- **SELECTION**
★ ★ ★ ★ ★
[dwarf2read] Fix crash when loading dwp files: calculate num_sections based on actual section indices, not just the number of sections.

Message ID 20190223005323.188851-1-rupprecht@google.com
State New, archived
Headers

Commit Message

Terekhov, Mikhail via Gdb-patches Feb. 23, 2019, 12:53 a.m. UTC
  When loading dwp files, we create an array of elf sections indexed by the section index in the dwp file. The size of this array is calculated by section_count + 1 (the +1 handling the null section). However, when loading the bfd file, strtab/symtab sections are not added to the list, nor do they increment section_count, so section_count is actually smaller than the number of sections.

This happens to work when using GNU dwp, which lays out .debug section first, with sections like .shstrtab coming at the end. Other tools, like llvm-dwp, put .strtab first, and gdb crashes when loading those dwp files.

For instance, with the current state of gdb, loading a file like this:
$ readelf -SW <file.dwp>
[ 0] <empty>
[ 1] .debug_foo PROGBITS ...
[ 2] .strtab    STRTAB ...

... results in section_count = 2 (.debug is the only thing placed into bfd->sections, so section_count + 1 == 2), and sectp->this_idx = 1 when mapping over .debug_foo in dwarf2_locate_common_dwp_sections, which passes the assertion that 1 < 2.

However, using a dwp file produced by llvm-dwp:
$ readelf -SW <file.dwp>
[ 0] <empty>
[ 1] .strtab    STRTAB ...
[ 2] .debug_foo PROGBITS ...
... results in section_count = 2 (.debug is the only thing placed into bfd->sections, so section_count + 1 == 2), and sectp->this_idx = 2 when mapping over .debug_foo in dwarf2_locate_common_dwp_sections, which fails the assertion that 2 < 2.

This patch changes the calculation of section_count to look at the actual highest this_idx value we see instead of assuming that all strtab/symtab sections come at the end.
---
 gdb/ChangeLog    |  6 ++++++
 gdb/dwarf2read.c | 17 +++++++++++++++--
 2 files changed, 21 insertions(+), 2 deletions(-)
  

Comments

Simon Marchi Feb. 24, 2019, 4:01 a.m. UTC | #1
On 2019-02-22 19:53, Jordan Rupprecht via gdb-patches wrote:
> When loading dwp files, we create an array of elf sections indexed by
> the section index in the dwp file. The size of this array is
> calculated by section_count + 1 (the +1 handling the null section).
> However, when loading the bfd file, strtab/symtab sections are not
> added to the list, nor do they increment section_count, so
> section_count is actually smaller than the number of sections.
★ ★ ★ ★ ★
- **ROWS**
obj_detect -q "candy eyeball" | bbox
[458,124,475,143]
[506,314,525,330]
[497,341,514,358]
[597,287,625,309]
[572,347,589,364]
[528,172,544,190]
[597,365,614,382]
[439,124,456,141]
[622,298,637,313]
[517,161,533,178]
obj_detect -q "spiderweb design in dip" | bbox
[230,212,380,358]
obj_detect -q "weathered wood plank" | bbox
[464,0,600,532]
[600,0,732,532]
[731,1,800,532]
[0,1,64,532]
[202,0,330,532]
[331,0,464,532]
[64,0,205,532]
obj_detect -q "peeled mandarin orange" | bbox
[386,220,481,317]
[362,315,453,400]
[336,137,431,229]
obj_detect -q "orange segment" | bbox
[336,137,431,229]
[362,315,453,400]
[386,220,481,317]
★ ★ ★ ★ ★
- **TASKS FOR THIS EXERCISE**
1. Do these statements agree with the gdb patch? Answer yes or no for each, quoting the deciding words from the patch. (a) GNU dwp places .debug sections before sections like .shstrtab. (b) strtab/symtab sections increment section_count when the bfd file is loaded. (c) With the dwp file produced by llvm-dwp, the assertion that 2 < 2 passes.
2. Copy every line of the obj_detect entries word for word.
The patch text and the entries are separate material.

- **ANSWERS TO THE EXERCISE**
1.
(a) Yes: "which lays out .debug section first, with sections like .shstrtab coming at the end."
(b) No: "strtab/symtab sections are not added to the list, nor do they increment section_count"
(c) No: "which fails the assertion that 2 < 2."

2.
obj_detect -q "candy eyeball" | bbox
[458,124,475,143]
[506,314,525,330]
[497,341,514,358]
[597,287,625,309]
[572,347,589,364]
[528,172,544,190]
[597,365,614,382]
[439,124,456,141]
[622,298,637,313]
[517,161,533,178]
obj_detect -q "spiderweb design in dip" | bbox
[230,212,380,358]
obj_detect -q "weathered wood plank" | bbox
[464,0,600,532]
[600,0,732,532]
[731,1,800,532]
[0,1,64,532]
[202,0,330,532]
[331,0,464,532]
[64,0,205,532]
obj_detect -q "peeled mandarin orange" | bbox
[386,220,481,317]
[362,315,453,400]
[336,137,431,229]
obj_detect -q "orange segment" | bbox
[336,137,431,229]
[362,315,453,400]
[386,220,481,317]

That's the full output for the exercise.